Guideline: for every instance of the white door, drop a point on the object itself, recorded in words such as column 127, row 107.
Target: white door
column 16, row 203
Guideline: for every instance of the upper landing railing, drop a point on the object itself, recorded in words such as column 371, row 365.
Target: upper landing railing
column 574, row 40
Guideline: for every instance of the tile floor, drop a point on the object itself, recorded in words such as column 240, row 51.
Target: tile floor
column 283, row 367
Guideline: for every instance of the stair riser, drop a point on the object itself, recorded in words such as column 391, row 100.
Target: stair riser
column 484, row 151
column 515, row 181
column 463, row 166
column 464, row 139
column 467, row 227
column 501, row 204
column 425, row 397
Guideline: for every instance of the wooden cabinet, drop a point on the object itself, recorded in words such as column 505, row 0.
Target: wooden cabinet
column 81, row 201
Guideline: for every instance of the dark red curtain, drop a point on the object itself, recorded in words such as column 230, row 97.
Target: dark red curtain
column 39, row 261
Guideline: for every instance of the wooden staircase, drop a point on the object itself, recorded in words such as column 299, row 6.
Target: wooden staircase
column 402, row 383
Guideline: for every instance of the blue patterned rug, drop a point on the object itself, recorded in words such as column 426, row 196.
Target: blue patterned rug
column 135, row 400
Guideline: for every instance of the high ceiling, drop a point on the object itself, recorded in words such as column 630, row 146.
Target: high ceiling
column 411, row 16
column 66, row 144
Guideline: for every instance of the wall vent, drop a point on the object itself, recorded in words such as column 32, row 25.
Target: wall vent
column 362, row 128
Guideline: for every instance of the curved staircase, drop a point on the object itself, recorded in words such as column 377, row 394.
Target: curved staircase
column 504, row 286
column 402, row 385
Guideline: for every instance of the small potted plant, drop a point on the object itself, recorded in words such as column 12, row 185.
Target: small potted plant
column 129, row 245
______
◆ **WRITTEN PROBLEM**
Return the lines of the listing above, from the line containing "Guideline: for every instance of the tile" through the line containing "column 283, row 367", inclusive, with no changes.

◆ **SOLUTION TO THIS TASK**
Guideline: for every instance of the tile floor, drop a point on the object itself, recorded in words such as column 240, row 51.
Target: tile floor
column 283, row 367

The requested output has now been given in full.